• Task: Reproduce the items below line for line, leaving out the pictures.

[start of Records for processing]

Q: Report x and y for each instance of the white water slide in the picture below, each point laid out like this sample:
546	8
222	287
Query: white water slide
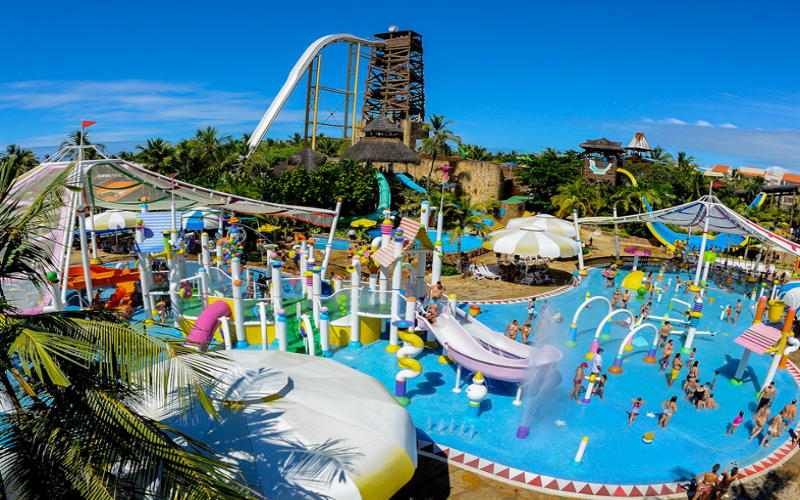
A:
297	74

[end of Records for processing]

• The solution:
Q: Report x and y for each instance of the white water slide in the picture below, each point laid out like this sample:
546	8
222	287
Query: white water slide
A:
297	74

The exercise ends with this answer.